Matthew B. Alkire, Ph.D.
Polar Science Center
Applied Physics Laboratory
University of Washington
1013 NE 40th Street
Seattle, WA 98105
tel: (206) 897-1623
My research focuses mainly on the use of inorganic chemical tracers (stable oxygen isotopes, total alkalinity, barium, dissolved oxygen and nutrients) to distinguish and quantify the contribution of various sources of freshwater to the Arctic Ocean. Freshwater in the Arctic comes from a number of sources, including river runoff from Alaska, Canada, and Russia, sea ice melt, precipitation (rain and snow), glacial melt, and Pacific water. These freshwaters play important roles in stratification, halocline water formation, biological production, CO2 uptake and sequestration, and ocean acidification. We can understand more about the Arctic’s response to changing climate by monitoring changes to the input, distribution, and export of each individual freshwater source.

## Supplied records
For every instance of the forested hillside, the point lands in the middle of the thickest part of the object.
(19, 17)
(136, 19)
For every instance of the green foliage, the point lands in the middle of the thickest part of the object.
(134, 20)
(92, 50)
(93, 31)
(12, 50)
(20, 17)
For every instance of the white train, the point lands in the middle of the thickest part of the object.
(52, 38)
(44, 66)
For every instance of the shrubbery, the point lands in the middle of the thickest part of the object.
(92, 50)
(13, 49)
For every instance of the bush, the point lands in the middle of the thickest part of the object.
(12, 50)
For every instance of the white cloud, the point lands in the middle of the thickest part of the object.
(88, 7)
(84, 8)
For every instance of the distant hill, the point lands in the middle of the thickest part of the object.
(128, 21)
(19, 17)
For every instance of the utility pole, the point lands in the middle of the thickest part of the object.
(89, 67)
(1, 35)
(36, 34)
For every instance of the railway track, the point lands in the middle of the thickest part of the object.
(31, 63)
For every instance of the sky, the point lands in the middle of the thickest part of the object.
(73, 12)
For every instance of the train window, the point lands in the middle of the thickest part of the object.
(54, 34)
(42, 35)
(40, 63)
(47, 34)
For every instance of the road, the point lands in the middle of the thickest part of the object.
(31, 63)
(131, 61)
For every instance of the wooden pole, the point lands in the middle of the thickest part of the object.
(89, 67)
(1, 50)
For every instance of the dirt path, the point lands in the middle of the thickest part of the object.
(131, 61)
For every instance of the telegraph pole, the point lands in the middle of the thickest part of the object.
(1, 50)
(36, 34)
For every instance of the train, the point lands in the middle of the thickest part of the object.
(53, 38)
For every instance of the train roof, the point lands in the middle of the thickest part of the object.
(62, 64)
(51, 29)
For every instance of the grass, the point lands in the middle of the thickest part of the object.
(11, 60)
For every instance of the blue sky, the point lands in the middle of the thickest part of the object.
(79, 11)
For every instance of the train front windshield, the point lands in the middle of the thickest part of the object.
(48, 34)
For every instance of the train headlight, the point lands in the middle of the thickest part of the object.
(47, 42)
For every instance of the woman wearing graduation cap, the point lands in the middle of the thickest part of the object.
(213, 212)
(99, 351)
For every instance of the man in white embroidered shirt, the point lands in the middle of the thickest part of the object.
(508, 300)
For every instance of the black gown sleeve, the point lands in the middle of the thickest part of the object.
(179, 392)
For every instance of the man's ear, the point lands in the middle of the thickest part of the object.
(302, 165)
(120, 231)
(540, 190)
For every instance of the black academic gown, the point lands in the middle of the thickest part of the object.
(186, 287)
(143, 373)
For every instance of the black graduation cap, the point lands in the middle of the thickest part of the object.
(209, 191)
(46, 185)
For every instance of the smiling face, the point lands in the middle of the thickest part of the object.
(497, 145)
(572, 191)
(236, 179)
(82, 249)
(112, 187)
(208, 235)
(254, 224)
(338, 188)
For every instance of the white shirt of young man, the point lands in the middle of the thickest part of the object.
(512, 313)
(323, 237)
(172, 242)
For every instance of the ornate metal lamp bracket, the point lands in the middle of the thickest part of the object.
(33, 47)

## Questions on the material
A) What sources of freshwater to the Arctic Ocean does the research profile list?
B) Using the research profile, explain why monitoring each individual freshwater source is worthwhile.
The records are material separate from the research profile.

## Answer set
A) River runoff from Alaska, Canada, and Russia, sea ice melt, precipitation (rain and snow), glacial melt, and Pacific water.

B) Arctic freshwaters play important roles in stratification, halocline water formation, biological production, CO2 uptake and sequestration, and ocean acidification. Monitoring changes to the input, distribution, and export of each source therefore shows more about how the Arctic responds to changing climate.